>> BEGIN Material for this task
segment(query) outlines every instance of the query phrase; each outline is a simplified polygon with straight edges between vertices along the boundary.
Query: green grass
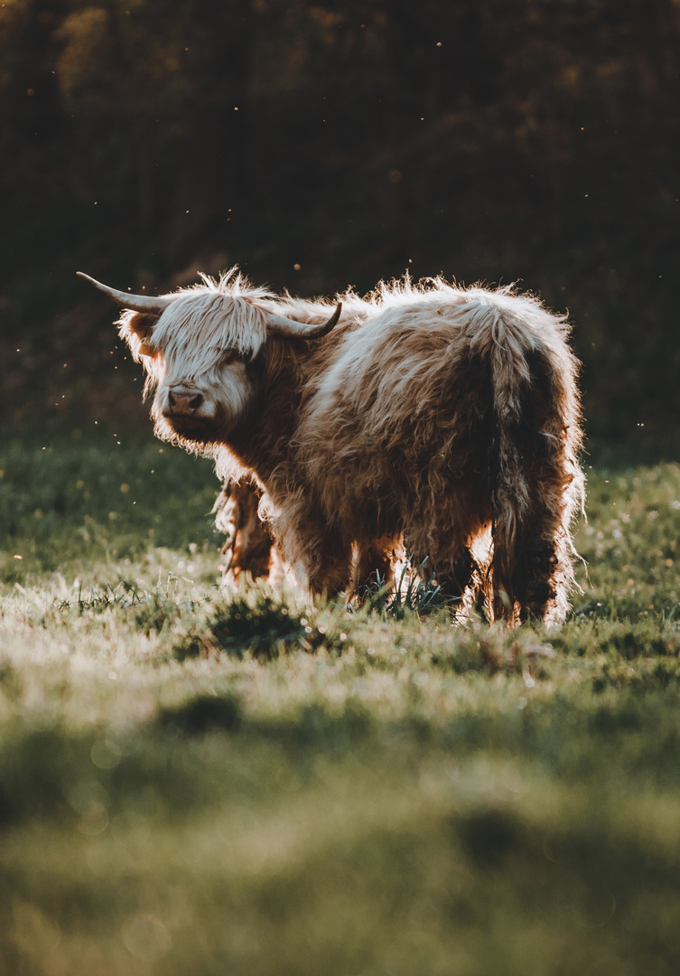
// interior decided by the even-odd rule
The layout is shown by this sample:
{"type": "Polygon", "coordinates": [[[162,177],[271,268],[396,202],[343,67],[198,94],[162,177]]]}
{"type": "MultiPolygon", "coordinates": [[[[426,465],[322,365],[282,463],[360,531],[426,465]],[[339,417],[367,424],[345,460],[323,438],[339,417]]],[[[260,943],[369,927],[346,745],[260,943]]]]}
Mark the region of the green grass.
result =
>> END Material for this task
- [Goal]: What is needed is an exact reproduction of the data, pictures excluded.

- [Finished exercise]:
segment(query) outlines every instance of the query phrase; each outline is a simplified polygon with straight edges between vertices along the boundary.
Query: green grass
// interior decided by the even-odd rule
The layout is shown by this sample:
{"type": "Polygon", "coordinates": [[[162,177],[271,268],[396,202],[343,67],[198,94],[162,177]]]}
{"type": "MultiPolygon", "coordinates": [[[[426,465],[322,365],[282,463],[360,531],[426,465]],[[339,417],[367,424],[345,460],[323,438],[339,417]]],[[[260,943],[369,927],[346,745],[260,943]]]]}
Mark the region of the green grass.
result =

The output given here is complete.